_TASK REQUIREMENTS_
a) Answer these questions about the accounting standards text below. Put each answer on its own line, marked the same way.
(i) In what month and year did the FASB issue ASU 2014-09?
(ii) In which period did the Company adopt ASU 2014-09?
(iii) Which two transition methods does the new standard permit?
b) Pick up the accounting standards text below after its final sentence and keep writing it in the same style.
--- Start EXCERPT ---
Recent Accounting Standards
In
May 2014, the Financial Accounting Standards Board (“FASB”) issued Accounting Standards Update (“ASU”)
No. 2014-09, “Revenue from Contracts with Customers,” which requires an entity to recognize the amount of revenue
to which it expects to be entitled for the transfer of promised goods or services to customers. ASU 2014-09 will replace most
existing revenue recognition guidance in U.S. GAAP when it becomes effective. The new standard is effective for annual reporting
periods for public business entities beginning after December 15, 2017, including interim periods within that reporting period.
The new standard permits the use of either the retrospective or cumulative effect transition method. The Company adopted ASU 2014-09
in the three months ended June 30, 2018, and as there have been no revenues to date, the adoption did not have a material impact
on the Company’s financial position or results of operations, and no transition method was necessary upon adoption.
--- End EXCERPT ---
--- Start PROVIDED MATERIAL ---
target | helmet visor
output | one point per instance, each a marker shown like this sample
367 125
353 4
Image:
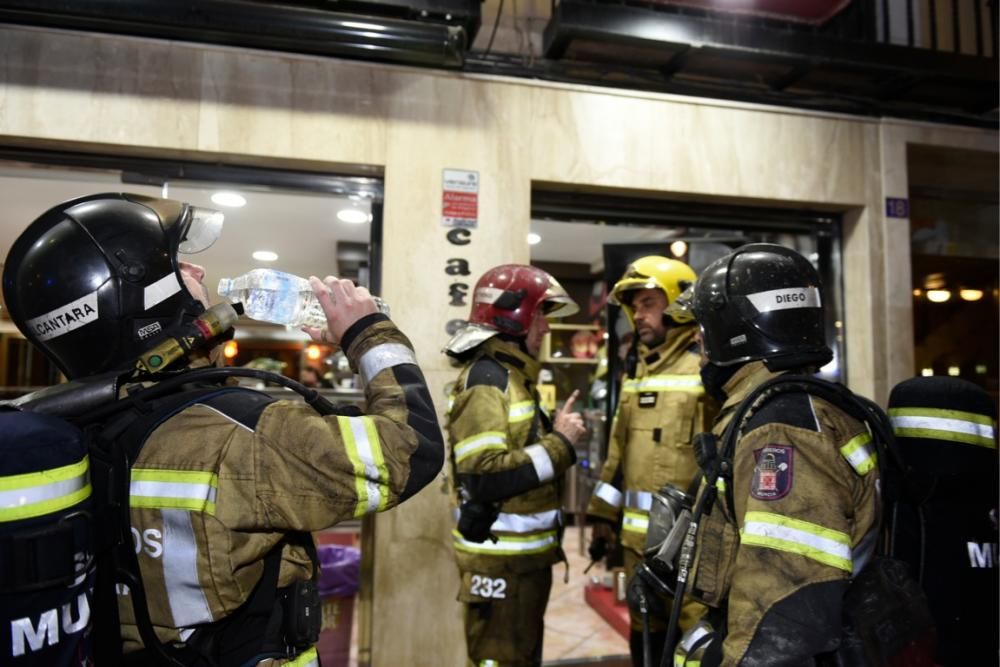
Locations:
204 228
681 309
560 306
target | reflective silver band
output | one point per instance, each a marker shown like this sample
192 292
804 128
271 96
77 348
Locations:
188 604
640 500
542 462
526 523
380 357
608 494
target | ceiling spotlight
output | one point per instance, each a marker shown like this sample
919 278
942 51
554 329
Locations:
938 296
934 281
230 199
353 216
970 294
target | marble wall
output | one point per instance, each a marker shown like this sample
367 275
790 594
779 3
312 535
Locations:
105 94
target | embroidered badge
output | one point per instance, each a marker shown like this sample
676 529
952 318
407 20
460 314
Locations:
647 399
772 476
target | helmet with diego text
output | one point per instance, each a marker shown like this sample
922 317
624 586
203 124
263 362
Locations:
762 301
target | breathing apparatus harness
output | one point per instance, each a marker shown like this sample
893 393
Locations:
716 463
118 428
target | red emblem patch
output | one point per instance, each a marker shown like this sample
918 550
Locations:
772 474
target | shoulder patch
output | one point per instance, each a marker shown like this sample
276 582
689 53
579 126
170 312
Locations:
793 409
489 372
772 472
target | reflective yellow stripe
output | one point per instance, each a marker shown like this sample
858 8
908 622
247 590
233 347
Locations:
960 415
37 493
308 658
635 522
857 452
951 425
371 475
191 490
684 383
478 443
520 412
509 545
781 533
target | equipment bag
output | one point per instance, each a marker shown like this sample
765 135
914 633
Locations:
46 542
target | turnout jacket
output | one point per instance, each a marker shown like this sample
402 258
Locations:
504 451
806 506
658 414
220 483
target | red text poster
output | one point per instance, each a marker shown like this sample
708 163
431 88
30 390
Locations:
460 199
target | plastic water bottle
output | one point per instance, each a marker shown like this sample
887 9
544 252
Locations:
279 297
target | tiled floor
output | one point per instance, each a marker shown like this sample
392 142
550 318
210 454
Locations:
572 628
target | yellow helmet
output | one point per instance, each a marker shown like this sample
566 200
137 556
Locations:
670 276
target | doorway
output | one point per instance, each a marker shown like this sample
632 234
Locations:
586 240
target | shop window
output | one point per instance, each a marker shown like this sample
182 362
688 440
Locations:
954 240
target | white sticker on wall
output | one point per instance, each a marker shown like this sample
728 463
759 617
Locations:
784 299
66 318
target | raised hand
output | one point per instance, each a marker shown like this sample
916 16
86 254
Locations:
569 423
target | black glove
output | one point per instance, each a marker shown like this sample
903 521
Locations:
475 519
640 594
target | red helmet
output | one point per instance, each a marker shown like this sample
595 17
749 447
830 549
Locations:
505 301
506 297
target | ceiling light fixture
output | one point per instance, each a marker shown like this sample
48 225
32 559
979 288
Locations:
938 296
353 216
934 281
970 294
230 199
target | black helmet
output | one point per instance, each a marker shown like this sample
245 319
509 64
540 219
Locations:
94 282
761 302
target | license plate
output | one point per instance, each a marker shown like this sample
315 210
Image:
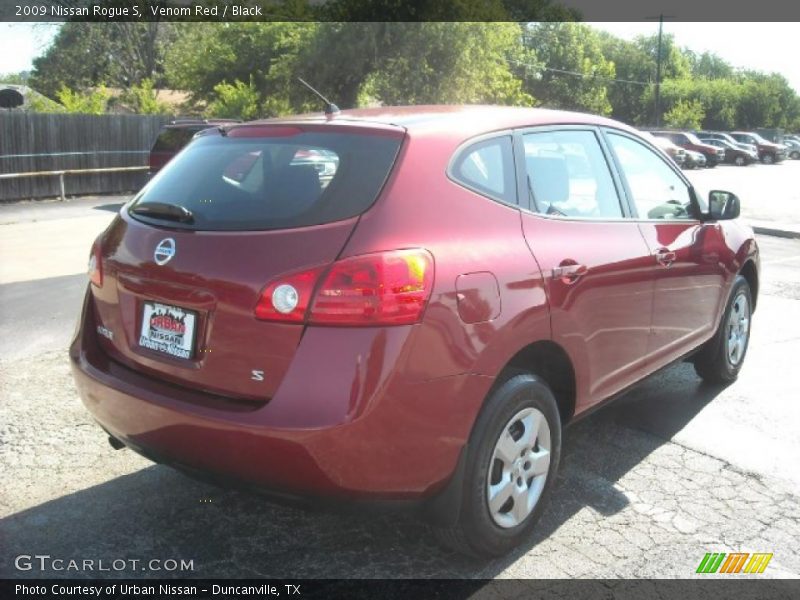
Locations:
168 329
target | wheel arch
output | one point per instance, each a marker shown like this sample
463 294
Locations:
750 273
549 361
--- End PROVIDED MATERIAL ---
--- Start PROVIDED MATERIAL ---
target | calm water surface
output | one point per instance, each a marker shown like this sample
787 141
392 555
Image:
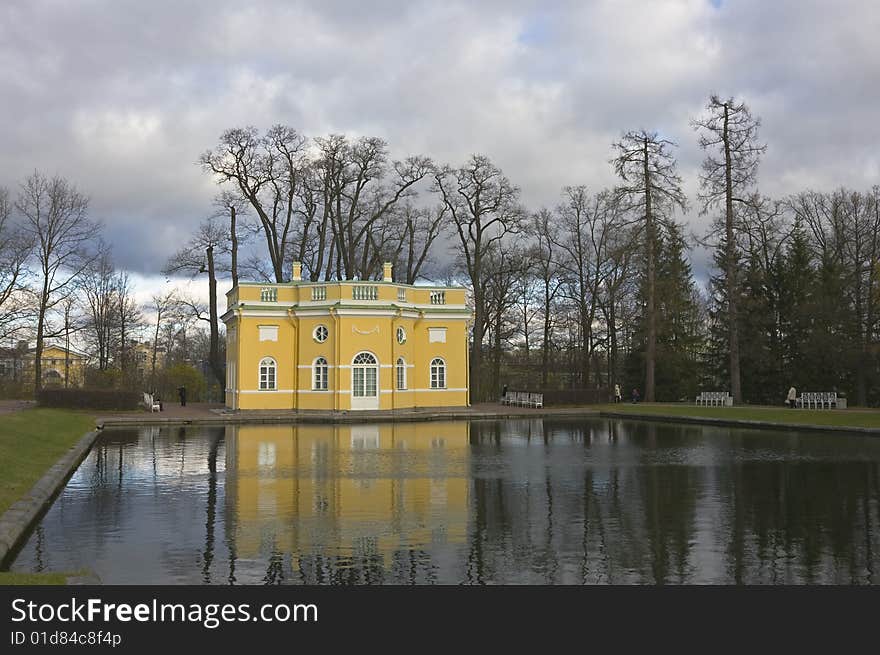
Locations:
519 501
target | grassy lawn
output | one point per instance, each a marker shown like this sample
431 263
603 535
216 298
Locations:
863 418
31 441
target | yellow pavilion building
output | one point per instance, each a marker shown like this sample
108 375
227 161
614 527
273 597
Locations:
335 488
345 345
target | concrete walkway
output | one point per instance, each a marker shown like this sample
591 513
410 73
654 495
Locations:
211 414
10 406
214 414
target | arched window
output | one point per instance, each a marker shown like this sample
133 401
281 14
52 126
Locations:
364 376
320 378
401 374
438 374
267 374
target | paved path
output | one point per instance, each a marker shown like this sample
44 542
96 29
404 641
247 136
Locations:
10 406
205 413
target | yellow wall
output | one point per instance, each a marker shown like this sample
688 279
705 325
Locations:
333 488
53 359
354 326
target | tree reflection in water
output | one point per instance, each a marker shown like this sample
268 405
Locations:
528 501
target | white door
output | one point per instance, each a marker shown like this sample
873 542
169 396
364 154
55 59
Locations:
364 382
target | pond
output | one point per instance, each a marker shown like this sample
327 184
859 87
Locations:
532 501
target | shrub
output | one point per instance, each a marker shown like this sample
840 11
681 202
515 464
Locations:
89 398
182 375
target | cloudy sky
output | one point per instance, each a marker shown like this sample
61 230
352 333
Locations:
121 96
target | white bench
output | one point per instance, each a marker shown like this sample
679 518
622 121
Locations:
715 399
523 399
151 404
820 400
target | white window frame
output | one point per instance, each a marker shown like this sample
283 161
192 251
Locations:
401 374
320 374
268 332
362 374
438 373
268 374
--- End PROVIDED MATERIAL ---
_RESULTS IN ORDER_
a)
(i) May 2014
(ii) The three months ended June 30, 2018
(iii) The retrospective method and the cumulative effect transition method

b)
In
February 2016, the FASB issued ASU No. 2016-02, Leases (Topic 842). The standard requires all leases that have a term of
over 12 months to be recognized on the balance sheet with the liability for lease payments and the corresponding right-of-use
asset initially measured at the present value of amounts expected to be paid over the term. Recognition of the costs of these
leases on the income statement will be dependent upon their classification as either an operating or a financing lease. Costs
of an operating lease will continue to be recognized as a single operating expense on a straight-line basis over the lease term.
Costs for a financing lease will be disaggregated and recognized as both an operating expense (for the amortization of the right-of-use
asset) and interest expense (for interest on the lease liability). This standard will be effective for our interim and annual
periods beginning January 1, 2019, and must be applied on a modified retrospective basis to leases existing at, or entered into
after, the beginning of the earliest comparative period presented in the financial statements. Early adoption is permitted. The
Company is currently evaluating the timing of adoption and the potential impact of this standard, but as the Company does not
have any significant leases, it does not expect it to have a material impact on its financial position or results of operations.
During
the period ended June 30, 2018 and through the date of this filing, there were several new accounting pronouncements issued by
the Financial Accounting Standards Board. Each of these pronouncements, as applicable, has been or will be adopted by the Company.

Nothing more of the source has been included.